● TASK GOAL: Return every line of the material below that contains the string "whisk". Matching is case-sensitive.

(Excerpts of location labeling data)
— begin —

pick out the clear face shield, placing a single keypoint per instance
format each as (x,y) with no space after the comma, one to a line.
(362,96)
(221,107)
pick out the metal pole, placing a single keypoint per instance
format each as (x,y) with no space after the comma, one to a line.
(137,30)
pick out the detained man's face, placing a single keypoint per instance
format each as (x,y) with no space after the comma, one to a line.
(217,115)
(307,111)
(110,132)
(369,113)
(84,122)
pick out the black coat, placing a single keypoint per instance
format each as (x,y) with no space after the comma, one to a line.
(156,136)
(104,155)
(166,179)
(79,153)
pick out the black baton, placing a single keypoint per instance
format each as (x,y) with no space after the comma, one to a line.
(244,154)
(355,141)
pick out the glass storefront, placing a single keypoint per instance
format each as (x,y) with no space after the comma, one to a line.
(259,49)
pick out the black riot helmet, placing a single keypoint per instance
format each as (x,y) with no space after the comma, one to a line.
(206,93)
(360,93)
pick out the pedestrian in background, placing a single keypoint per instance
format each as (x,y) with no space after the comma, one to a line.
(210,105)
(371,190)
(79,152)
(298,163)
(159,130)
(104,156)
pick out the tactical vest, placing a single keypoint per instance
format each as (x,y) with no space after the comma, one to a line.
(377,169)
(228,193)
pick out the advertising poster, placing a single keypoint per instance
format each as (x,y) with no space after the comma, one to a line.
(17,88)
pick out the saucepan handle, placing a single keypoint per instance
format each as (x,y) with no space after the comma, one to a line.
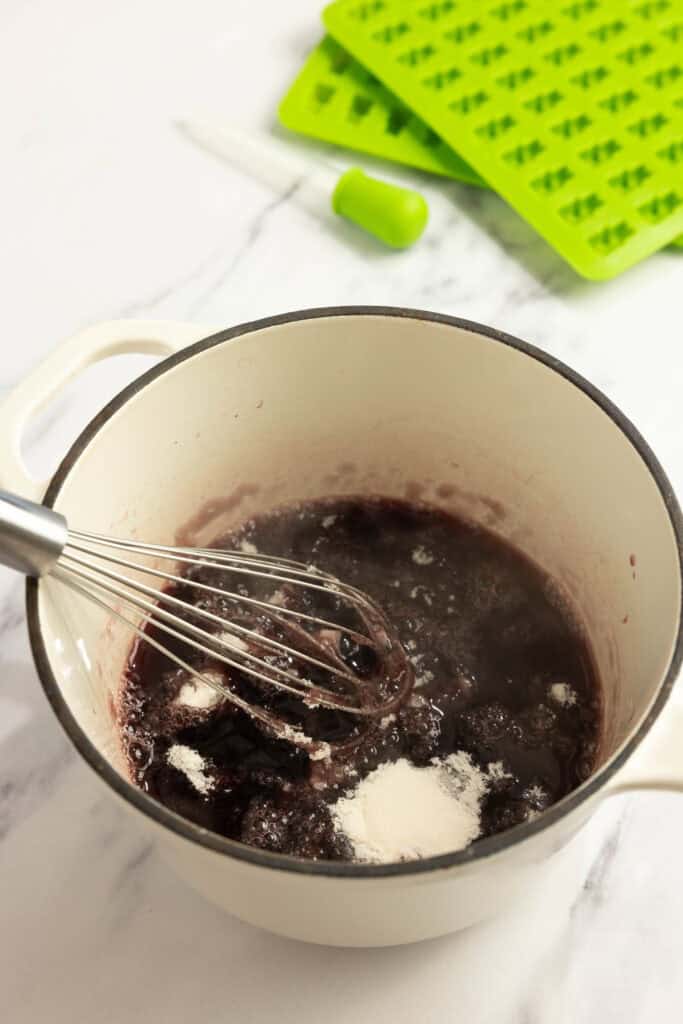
(65,363)
(657,763)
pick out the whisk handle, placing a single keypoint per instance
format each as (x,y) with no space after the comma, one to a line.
(32,537)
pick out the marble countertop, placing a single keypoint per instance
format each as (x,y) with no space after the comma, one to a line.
(107,211)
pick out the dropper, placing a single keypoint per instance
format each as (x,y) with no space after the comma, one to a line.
(394,215)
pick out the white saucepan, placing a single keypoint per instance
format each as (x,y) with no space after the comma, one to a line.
(375,400)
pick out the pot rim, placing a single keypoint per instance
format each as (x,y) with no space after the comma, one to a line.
(485,848)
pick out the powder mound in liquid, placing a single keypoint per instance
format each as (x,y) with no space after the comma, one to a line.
(193,766)
(401,812)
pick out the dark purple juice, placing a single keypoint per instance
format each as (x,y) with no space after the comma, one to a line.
(502,672)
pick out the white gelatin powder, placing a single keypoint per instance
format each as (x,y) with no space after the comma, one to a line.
(193,766)
(401,812)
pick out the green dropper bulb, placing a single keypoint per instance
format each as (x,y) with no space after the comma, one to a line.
(394,215)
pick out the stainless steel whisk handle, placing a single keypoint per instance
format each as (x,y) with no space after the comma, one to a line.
(32,537)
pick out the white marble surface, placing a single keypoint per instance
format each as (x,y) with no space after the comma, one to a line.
(108,212)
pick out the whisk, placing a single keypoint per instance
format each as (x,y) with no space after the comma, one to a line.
(294,651)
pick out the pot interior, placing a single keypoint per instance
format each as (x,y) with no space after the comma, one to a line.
(376,403)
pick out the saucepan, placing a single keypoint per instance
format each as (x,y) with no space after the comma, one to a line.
(365,400)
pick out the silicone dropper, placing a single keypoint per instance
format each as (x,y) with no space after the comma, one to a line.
(394,215)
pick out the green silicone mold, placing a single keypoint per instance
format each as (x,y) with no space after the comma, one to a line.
(334,98)
(574,114)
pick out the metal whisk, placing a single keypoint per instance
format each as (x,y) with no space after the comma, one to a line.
(291,650)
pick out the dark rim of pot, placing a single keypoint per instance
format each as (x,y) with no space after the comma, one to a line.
(219,844)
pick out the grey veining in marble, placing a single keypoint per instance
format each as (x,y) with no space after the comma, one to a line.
(108,211)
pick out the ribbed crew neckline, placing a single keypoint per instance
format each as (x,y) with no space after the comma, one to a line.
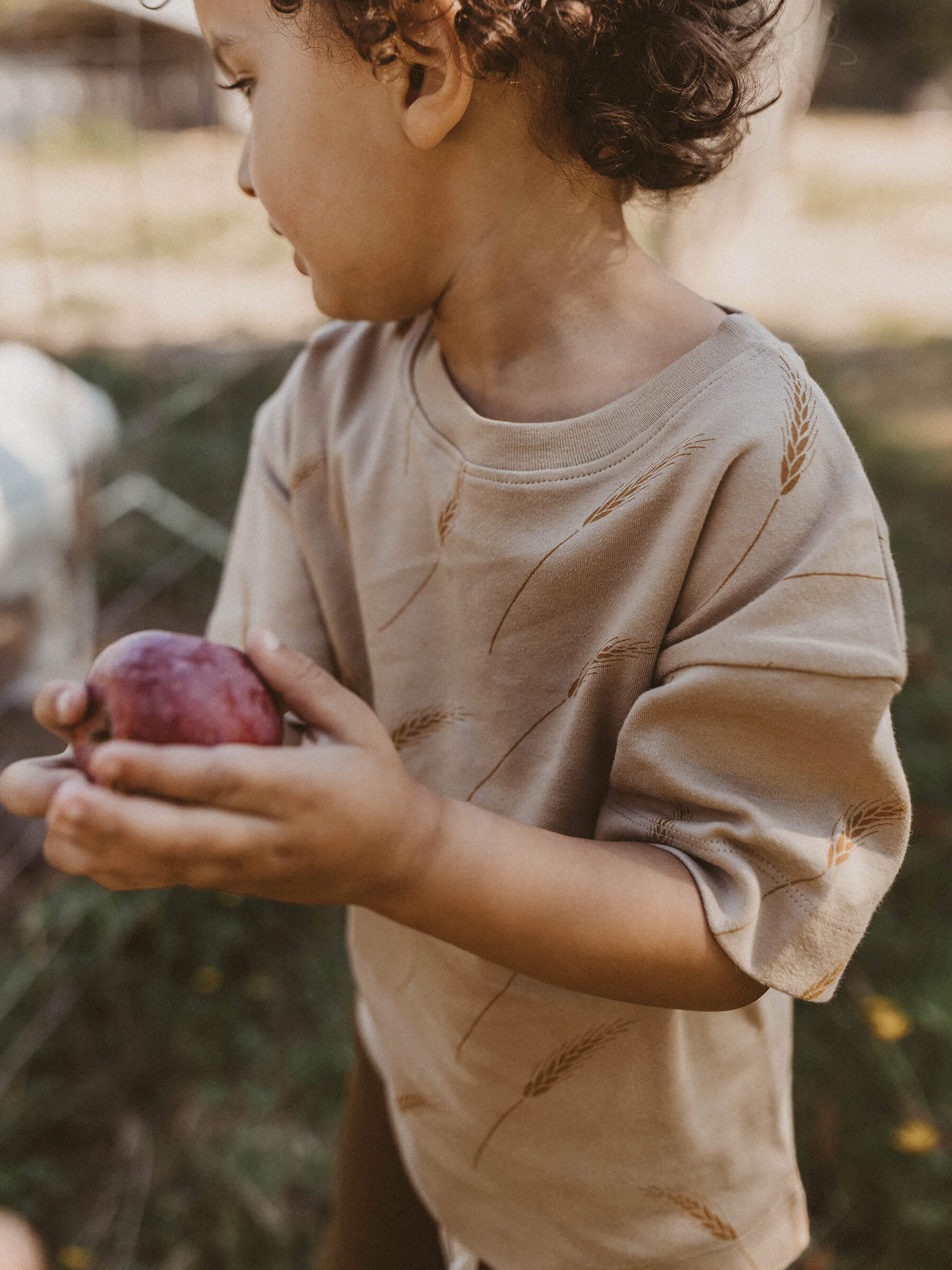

— end —

● ANSWER IN FULL:
pick out the whisk handle, placing a single keypoint per instance
pick out the stainless steel whisk handle, placing a single keypoint per instance
pick out the whisk, placing a single keypoint per instance
pick out the metal whisk, placing a single keypoint per instance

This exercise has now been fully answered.